__ABOUT THIS EXERCISE__
Before answering, work out how many lines below contain the string "brackets"; the reply is that number alone.

__INFORMATION__

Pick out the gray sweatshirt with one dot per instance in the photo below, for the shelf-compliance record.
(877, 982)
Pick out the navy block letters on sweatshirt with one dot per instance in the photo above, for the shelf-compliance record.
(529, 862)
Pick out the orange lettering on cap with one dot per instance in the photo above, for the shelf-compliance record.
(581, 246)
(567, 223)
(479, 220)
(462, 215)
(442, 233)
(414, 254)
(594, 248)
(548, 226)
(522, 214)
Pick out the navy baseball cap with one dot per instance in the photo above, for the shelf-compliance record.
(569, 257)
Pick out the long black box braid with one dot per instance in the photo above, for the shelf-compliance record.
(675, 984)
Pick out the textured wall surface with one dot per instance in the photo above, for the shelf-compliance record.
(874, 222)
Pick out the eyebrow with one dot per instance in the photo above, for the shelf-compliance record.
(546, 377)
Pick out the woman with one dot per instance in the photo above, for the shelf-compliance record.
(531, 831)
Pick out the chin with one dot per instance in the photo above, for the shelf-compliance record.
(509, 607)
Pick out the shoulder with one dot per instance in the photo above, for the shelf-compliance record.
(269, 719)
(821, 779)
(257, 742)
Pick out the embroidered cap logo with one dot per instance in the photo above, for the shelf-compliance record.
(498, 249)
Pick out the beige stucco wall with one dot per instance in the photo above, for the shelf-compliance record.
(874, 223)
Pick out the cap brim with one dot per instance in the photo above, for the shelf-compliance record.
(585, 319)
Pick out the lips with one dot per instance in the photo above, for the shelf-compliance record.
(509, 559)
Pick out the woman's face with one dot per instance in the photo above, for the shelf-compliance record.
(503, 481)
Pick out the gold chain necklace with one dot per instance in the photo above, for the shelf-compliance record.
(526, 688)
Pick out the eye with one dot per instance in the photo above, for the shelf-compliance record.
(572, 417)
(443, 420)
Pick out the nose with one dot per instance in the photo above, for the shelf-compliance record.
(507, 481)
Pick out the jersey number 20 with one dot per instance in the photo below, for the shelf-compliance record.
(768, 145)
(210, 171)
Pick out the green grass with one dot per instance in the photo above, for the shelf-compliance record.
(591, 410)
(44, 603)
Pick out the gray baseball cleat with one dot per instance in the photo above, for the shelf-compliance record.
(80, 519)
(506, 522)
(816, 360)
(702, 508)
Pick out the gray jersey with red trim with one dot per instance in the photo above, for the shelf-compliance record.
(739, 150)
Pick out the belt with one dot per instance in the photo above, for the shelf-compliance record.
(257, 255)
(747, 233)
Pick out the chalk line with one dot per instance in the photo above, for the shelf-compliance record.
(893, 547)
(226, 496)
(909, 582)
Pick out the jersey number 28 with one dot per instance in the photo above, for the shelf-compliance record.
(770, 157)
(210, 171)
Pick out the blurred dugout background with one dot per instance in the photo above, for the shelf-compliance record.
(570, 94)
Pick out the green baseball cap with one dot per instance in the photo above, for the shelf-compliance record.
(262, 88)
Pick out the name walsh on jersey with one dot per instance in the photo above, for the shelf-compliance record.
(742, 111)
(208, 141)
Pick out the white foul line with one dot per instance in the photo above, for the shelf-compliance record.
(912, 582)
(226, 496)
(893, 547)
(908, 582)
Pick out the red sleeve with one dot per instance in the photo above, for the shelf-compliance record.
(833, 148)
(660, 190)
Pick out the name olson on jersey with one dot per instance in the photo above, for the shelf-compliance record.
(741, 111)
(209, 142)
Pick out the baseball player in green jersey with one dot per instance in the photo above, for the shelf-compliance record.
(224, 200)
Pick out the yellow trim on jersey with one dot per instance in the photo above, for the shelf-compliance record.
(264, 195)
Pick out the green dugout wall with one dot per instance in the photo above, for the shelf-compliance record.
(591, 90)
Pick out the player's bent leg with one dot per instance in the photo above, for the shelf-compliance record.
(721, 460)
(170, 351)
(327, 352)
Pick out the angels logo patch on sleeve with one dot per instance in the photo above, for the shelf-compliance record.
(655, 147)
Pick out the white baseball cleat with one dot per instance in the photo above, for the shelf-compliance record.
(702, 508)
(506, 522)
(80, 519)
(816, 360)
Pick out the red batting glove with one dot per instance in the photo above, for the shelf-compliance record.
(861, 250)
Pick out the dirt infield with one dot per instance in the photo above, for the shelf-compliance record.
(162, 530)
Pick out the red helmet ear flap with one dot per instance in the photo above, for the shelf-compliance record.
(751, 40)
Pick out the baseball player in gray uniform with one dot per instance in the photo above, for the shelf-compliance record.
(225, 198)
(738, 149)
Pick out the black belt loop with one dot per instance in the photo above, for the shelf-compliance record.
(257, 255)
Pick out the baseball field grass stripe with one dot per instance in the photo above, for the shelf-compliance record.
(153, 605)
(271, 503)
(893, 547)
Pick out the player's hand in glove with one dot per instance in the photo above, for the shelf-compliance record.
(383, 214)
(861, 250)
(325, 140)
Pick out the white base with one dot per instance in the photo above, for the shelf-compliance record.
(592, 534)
* * *
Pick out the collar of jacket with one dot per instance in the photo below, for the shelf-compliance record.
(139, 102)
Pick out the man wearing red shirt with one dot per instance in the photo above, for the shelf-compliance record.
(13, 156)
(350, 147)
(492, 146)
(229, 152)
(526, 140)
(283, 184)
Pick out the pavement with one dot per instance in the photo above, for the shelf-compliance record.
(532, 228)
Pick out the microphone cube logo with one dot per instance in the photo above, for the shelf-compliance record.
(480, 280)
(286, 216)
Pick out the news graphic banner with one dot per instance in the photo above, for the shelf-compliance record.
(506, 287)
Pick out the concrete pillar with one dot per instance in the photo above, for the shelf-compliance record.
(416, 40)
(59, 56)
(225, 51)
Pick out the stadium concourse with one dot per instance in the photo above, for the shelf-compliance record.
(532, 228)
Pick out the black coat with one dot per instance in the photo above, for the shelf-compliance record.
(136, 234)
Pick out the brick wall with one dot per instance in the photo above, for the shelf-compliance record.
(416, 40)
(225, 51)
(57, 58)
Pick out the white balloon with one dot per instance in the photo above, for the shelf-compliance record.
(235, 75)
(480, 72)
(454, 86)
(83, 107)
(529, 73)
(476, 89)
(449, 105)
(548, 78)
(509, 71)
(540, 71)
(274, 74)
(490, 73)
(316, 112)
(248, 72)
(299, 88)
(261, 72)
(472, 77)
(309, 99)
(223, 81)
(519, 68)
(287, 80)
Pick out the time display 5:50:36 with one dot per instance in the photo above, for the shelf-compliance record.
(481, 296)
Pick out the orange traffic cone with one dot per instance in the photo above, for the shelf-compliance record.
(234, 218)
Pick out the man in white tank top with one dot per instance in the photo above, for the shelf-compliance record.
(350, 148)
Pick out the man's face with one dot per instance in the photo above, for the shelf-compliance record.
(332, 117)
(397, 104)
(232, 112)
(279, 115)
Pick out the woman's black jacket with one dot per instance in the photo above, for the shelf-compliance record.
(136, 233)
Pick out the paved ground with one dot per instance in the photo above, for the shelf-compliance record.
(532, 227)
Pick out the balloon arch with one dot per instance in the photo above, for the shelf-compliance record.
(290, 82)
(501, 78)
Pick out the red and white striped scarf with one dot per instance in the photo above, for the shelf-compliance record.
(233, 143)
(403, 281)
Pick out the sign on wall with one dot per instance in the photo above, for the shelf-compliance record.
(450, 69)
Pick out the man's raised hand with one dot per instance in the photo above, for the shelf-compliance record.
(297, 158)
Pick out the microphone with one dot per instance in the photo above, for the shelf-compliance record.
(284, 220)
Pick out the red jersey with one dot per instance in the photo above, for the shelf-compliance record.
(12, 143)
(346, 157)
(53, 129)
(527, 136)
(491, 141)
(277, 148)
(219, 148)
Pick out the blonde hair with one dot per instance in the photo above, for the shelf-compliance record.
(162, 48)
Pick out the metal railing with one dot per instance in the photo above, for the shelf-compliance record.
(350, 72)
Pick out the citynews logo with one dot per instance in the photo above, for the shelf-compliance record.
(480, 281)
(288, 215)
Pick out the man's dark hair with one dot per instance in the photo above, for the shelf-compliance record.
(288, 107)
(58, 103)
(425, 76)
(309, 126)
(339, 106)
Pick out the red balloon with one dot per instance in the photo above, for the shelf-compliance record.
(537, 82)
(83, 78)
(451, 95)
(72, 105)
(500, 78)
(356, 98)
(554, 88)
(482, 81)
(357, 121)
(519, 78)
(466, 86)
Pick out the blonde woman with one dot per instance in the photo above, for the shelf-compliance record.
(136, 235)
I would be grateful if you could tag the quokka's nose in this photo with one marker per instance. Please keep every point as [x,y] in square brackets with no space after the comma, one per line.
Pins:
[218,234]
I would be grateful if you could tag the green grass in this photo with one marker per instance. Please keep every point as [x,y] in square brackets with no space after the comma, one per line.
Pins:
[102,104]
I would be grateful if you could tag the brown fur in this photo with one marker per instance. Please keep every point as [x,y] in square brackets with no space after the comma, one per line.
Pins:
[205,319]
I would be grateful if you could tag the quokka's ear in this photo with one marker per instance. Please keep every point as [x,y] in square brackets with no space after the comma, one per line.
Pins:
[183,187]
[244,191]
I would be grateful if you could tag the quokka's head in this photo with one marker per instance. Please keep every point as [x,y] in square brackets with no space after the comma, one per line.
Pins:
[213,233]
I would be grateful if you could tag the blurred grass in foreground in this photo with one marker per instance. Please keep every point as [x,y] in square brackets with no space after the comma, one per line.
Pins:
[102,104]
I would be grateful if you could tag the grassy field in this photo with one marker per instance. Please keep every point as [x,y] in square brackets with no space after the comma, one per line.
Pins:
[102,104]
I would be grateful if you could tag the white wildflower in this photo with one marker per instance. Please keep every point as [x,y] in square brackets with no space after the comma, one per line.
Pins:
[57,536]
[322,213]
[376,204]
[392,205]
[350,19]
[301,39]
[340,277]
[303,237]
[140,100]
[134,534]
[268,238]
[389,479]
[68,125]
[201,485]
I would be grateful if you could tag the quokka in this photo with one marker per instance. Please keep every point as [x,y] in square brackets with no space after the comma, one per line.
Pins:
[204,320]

__REPLY TO THE TASK__
9